[EXERCISE DESCRIPTION]: A word-for-word restatement of all the records is the required answer.

[DATASET ENTRIES]:
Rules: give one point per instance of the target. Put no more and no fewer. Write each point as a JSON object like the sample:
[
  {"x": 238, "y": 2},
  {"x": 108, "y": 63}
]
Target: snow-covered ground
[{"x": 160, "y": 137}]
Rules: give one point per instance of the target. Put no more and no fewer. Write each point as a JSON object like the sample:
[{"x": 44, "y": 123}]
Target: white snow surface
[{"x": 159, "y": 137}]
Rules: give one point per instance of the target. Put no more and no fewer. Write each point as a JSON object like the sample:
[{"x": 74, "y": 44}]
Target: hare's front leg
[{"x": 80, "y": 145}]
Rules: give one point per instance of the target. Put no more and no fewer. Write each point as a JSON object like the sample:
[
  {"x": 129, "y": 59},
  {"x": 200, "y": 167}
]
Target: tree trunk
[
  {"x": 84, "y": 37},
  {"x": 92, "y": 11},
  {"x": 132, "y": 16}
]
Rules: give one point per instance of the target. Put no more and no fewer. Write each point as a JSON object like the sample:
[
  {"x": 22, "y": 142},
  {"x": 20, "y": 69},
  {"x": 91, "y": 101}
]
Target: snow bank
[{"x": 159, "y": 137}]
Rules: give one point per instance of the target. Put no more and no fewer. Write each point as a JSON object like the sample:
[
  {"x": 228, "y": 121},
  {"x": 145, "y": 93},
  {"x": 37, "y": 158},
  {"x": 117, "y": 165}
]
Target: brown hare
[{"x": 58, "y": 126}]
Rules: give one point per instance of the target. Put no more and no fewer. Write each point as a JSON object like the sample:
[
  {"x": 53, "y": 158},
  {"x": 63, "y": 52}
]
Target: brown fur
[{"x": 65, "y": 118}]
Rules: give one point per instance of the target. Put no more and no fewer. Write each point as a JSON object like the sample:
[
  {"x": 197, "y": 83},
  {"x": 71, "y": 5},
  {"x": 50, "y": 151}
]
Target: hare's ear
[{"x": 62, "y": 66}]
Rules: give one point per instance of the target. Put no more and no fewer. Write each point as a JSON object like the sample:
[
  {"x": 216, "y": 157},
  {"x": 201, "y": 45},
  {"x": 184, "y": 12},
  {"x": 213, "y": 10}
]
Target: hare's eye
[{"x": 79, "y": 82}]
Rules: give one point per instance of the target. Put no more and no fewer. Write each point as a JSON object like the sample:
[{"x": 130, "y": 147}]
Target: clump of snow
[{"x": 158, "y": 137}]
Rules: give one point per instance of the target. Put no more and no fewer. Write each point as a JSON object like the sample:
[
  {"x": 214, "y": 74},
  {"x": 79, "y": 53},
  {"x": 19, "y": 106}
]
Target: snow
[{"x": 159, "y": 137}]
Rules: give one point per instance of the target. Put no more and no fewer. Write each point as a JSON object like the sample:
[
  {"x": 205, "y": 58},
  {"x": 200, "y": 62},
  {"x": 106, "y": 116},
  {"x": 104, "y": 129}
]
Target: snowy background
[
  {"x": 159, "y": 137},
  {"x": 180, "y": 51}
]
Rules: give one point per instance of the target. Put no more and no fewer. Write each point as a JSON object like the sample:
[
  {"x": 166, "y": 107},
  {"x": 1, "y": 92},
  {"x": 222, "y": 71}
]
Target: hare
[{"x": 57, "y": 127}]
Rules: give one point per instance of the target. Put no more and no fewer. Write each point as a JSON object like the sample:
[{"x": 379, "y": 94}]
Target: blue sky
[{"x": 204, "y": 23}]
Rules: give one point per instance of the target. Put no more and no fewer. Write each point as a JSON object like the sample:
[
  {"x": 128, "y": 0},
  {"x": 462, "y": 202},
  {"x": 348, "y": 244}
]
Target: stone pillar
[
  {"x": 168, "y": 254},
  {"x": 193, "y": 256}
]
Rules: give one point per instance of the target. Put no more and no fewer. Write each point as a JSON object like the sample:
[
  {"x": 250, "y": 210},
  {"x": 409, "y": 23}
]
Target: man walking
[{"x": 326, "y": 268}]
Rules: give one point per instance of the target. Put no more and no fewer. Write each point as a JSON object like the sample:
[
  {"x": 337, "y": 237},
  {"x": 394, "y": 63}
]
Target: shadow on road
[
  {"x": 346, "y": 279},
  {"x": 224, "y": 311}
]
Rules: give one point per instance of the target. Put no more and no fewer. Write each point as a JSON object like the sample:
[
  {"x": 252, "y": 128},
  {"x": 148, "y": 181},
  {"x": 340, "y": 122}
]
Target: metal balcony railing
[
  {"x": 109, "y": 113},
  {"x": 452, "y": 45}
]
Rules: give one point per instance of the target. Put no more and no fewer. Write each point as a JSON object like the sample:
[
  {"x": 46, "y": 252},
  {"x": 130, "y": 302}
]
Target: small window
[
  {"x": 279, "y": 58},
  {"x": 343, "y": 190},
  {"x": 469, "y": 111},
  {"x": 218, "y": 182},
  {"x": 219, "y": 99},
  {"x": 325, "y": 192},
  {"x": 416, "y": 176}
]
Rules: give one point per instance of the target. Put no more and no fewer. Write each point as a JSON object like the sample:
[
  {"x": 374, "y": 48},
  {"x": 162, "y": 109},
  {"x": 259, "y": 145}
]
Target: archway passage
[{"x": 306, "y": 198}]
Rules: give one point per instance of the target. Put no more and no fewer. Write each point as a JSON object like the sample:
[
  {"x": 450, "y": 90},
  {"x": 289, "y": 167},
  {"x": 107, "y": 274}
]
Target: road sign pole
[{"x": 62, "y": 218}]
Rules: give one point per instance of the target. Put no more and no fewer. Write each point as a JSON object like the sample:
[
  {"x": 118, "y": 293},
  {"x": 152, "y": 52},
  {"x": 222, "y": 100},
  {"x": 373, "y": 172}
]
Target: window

[ANSWER BOX]:
Rules: give one point per instance of the target. Put no more and no fewer. Write each point as a JSON object like the sample:
[
  {"x": 238, "y": 2},
  {"x": 108, "y": 63}
]
Target: snow-covered ground
[{"x": 160, "y": 137}]
Rules: give one point per instance of the target. Put no more and no fewer. Write each point as a JSON object like the sample:
[{"x": 44, "y": 123}]
Target: white snow surface
[{"x": 159, "y": 137}]
Rules: give one point per instance of the target. Put no more and no fewer. Write each point as a JSON object like the sample:
[{"x": 74, "y": 44}]
Target: hare's front leg
[{"x": 80, "y": 145}]
Rules: give one point per instance of the target. Put no more and no fewer. Write each point as a JSON object like the sample:
[
  {"x": 129, "y": 59},
  {"x": 200, "y": 167}
]
Target: tree trunk
[
  {"x": 84, "y": 37},
  {"x": 92, "y": 11},
  {"x": 132, "y": 16}
]
Rules: give one point per instance of the target. Put no more and no fewer. Write each point as a JSON object like the sample:
[
  {"x": 22, "y": 142},
  {"x": 20, "y": 69},
  {"x": 91, "y": 101}
]
Target: snow bank
[{"x": 159, "y": 137}]
Rules: give one point per instance of the target. Put no more and no fewer. Write each point as a JSON object like the sample:
[
  {"x": 228, "y": 121},
  {"x": 145, "y": 93},
  {"x": 37, "y": 158},
  {"x": 117, "y": 165}
]
Target: brown hare
[{"x": 58, "y": 126}]
Rules: give one point per instance of the target. Put no more and no fewer. Write each point as a JSON object like the sample:
[
  {"x": 53, "y": 158},
  {"x": 63, "y": 52}
]
Target: brown fur
[{"x": 65, "y": 118}]
Rules: give one point per instance of the target. Put no more and no fewer. Write each point as a JSON object like the sample:
[
  {"x": 197, "y": 83},
  {"x": 71, "y": 5},
  {"x": 50, "y": 151}
]
Target: hare's ear
[{"x": 62, "y": 66}]
Rules: give one point per instance of the target. Put no more and no fewer. Write each point as a JSON object like the sample:
[
  {"x": 216, "y": 157},
  {"x": 201, "y": 45},
  {"x": 184, "y": 12},
  {"x": 213, "y": 10}
]
Target: hare's eye
[{"x": 79, "y": 82}]
Rules: give one point per instance of the target. Put no more and no fewer. Write each point as a JSON object like the sample:
[{"x": 130, "y": 147}]
Target: clump of snow
[{"x": 158, "y": 137}]
Rules: give one point per instance of the target. Put no more and no fewer. Write each point as a JSON object like the sample:
[
  {"x": 214, "y": 74},
  {"x": 79, "y": 53},
  {"x": 19, "y": 106}
]
Target: snow
[{"x": 159, "y": 137}]
Rules: give one point per instance of the target. Put no more and no fewer. Write each point as a JSON object like the sample:
[
  {"x": 205, "y": 58},
  {"x": 200, "y": 62},
  {"x": 106, "y": 116},
  {"x": 104, "y": 129}
]
Target: snowy background
[
  {"x": 159, "y": 137},
  {"x": 180, "y": 51}
]
Rules: give one point per instance of the target. Put no more and no fewer. Write each point as a JSON object like the sample:
[
  {"x": 166, "y": 107},
  {"x": 1, "y": 92},
  {"x": 222, "y": 71}
]
Target: hare
[{"x": 57, "y": 127}]
Rules: give one point per instance of the target. Put no more and no fewer. Write each point as a JSON object like the sample:
[{"x": 379, "y": 94}]
Target: blue sky
[{"x": 204, "y": 23}]
Rules: give one point per instance of the target. Put no more and no fewer. Write each point as a JSON object like the sample:
[
  {"x": 128, "y": 0},
  {"x": 462, "y": 202},
  {"x": 348, "y": 244}
]
Target: stone pillar
[
  {"x": 168, "y": 254},
  {"x": 193, "y": 256}
]
Rules: give one point per instance of the target. Put no more and no fewer. Write each point as a JSON object like the sample:
[
  {"x": 250, "y": 210},
  {"x": 409, "y": 23}
]
Target: man walking
[{"x": 326, "y": 268}]
Rules: give one point per instance of the target. Put no more and no fewer. Write each point as a JSON object like the sample:
[
  {"x": 337, "y": 237},
  {"x": 394, "y": 63}
]
Target: shadow on road
[
  {"x": 346, "y": 279},
  {"x": 224, "y": 311}
]
Rules: give one point per instance of the target. Put no more and no fewer. Write each point as a JSON object like the sample:
[
  {"x": 252, "y": 128},
  {"x": 148, "y": 181},
  {"x": 340, "y": 122}
]
Target: metal balcony railing
[
  {"x": 109, "y": 113},
  {"x": 452, "y": 45}
]
Rules: give one point per instance of the target. Put no more and no fewer. Write each point as a JSON object like the sample:
[
  {"x": 46, "y": 252},
  {"x": 130, "y": 302}
]
Target: small window
[
  {"x": 279, "y": 58},
  {"x": 343, "y": 190},
  {"x": 469, "y": 111},
  {"x": 218, "y": 182},
  {"x": 219, "y": 99},
  {"x": 325, "y": 192},
  {"x": 416, "y": 176}
]
Rules: give one point per instance of the target. Put no more and no fewer. Write each point as a JSON object like the sample:
[
  {"x": 374, "y": 48},
  {"x": 162, "y": 109},
  {"x": 259, "y": 145}
]
Target: archway passage
[{"x": 306, "y": 198}]
Rules: give one point per instance of the target. Put no more and no fewer. Write each point as a JSON object like the sample:
[
  {"x": 450, "y": 90},
  {"x": 289, "y": 167},
  {"x": 107, "y": 274}
]
Target: road sign pole
[{"x": 62, "y": 218}]
Rules: give one point per instance of the target. Put no more and no fewer. Write each point as a JSON object like the sample:
[
  {"x": 118, "y": 293},
  {"x": 152, "y": 52},
  {"x": 222, "y": 100},
  {"x": 373, "y": 172}
]
Target: window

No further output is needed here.